GIVEN PASSAGE
______________________________

In May 2016, Duncan Hawthorne, previously CEO of Bruce Power in Canada, was appointed CEO of Horizon. In February 2017 Horizon contracted U.S. Exelon to provide expert staff to assist in developing Horizon's nuclear operating model.

The ABWR GDA process was completed successfully in December 2017.

As of 2017, Horizon planned to build two ABWRs at each site, subject to finance and contract agreement. Horizon believed that the consensus of government and industry was that the Contract for Difference financing model used for Hinkley Point C nuclear power station, involving fully private sector financing, would not be used for subsequent nuclear plants, and discussions were held with government about alternative financing models. Hawthorne, Horizon CEO, stated "We are an insurance policy for a long-term stable supply and there is a price for that certainty".

In December 2018, Hitachi's chairman stated they were struggling to find investors for the Wylfa plant. Later TV Asahi in Japan reported that the Wylfa scheme may be scrapped, resulting in an increase in the value of Hitachi's shares.

On 17 January 2019, Horizon announced that "it will suspend its UK nuclear development programme, following a decision taken by its parent company Hitachi". The UK government had been willing to take a one-third equity stake in the project, to consider providing all the required debt financing, and to provide a Contract for Difference for the electricity generated at up to £75/MWh for 35 years. Greg Clark, minister for Business, Energy and Industrial Strategy, stated this was a "generous package of potential support that going beyond what any government had been willing to consider in the past". However this did not provide an adequate "economic rationality as a private enterprise" for Hitachi to proceed.

Hitachi had spent nearly £2 billion on Horizon since 2012, and the Wylfa ABWR development had been expected to cost about £15 billion.

______________________________

Saved entries
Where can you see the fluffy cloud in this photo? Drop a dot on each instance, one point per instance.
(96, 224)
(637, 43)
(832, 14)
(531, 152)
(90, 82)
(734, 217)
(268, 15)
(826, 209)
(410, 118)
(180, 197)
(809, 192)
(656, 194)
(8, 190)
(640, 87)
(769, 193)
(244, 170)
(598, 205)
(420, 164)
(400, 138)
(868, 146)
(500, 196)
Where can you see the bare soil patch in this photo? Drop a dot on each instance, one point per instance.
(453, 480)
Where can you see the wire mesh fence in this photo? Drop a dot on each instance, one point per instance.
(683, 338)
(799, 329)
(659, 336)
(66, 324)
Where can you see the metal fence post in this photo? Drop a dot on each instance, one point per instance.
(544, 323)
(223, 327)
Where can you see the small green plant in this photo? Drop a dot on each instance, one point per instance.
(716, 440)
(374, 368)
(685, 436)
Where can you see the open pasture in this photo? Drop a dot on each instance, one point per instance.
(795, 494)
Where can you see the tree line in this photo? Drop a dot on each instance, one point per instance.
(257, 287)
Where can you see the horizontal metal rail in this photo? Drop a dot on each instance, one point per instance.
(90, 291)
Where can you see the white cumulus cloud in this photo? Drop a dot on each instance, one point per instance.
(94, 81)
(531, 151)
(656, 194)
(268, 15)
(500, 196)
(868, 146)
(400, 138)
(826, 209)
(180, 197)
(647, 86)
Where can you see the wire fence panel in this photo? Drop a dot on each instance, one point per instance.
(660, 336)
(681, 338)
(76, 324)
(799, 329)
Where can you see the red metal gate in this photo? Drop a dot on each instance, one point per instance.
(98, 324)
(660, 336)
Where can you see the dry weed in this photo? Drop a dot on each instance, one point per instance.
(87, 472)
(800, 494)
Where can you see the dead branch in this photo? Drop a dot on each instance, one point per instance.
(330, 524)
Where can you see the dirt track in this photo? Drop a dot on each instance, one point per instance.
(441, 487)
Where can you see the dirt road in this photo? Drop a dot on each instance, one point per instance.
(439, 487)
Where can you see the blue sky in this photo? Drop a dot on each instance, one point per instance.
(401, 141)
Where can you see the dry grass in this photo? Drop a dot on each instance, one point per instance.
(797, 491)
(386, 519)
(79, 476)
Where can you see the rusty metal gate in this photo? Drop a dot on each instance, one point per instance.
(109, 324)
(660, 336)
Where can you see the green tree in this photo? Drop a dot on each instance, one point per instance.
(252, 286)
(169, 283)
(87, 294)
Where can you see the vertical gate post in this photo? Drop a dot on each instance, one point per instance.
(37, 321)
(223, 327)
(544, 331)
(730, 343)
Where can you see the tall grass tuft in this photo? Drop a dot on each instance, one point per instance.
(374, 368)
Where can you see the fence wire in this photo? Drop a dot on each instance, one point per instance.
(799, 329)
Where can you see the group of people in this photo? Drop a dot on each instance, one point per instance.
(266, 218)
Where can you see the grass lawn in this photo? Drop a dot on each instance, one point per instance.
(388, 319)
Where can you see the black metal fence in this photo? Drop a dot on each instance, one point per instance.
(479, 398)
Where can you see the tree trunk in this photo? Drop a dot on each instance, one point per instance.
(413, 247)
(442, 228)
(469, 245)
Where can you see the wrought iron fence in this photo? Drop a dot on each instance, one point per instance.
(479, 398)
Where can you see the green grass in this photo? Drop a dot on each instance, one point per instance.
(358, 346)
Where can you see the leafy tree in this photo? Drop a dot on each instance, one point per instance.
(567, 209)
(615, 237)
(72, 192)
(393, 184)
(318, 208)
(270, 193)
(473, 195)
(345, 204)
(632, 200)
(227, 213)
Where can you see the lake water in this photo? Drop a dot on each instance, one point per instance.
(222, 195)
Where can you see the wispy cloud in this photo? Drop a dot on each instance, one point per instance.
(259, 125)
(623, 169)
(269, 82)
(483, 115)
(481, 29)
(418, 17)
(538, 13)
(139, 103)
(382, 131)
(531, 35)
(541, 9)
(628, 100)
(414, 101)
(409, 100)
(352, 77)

______________________________

ACTIONS TO TAKE
[A] Please return the Horizon passage from "In December 2018, Hitachi's" to "of Hitachi's shares.", copied word for word.
[B] For each statement below, tell whether it agrees with the Horizon passage. Answer yes or no, and quote the words of the passage that decide it.
(i) The ABWR GDA process was completed in December 2017.
(ii) Horizon contracted Exelon in May 2016.
(iii) The UK government had been willing to provide a Contract for Difference at up to £75/MWh for 35 years.

RESPONSES FOR EACH TASK
[A]
In December 2018, Hitachi's chairman stated they were struggling to find investors for the Wylfa plant. Later TV Asahi in Japan reported that the Wylfa scheme may be scrapped, resulting in an increase in the value of Hitachi's shares.

[B]
(i) Yes: "The ABWR GDA process was completed successfully in December 2017."
(ii) No: "In February 2017 Horizon contracted U.S. Exelon to provide expert staff"
(iii) Yes: "to provide a Contract for Difference for the electricity generated at up to £75/MWh for 35 years"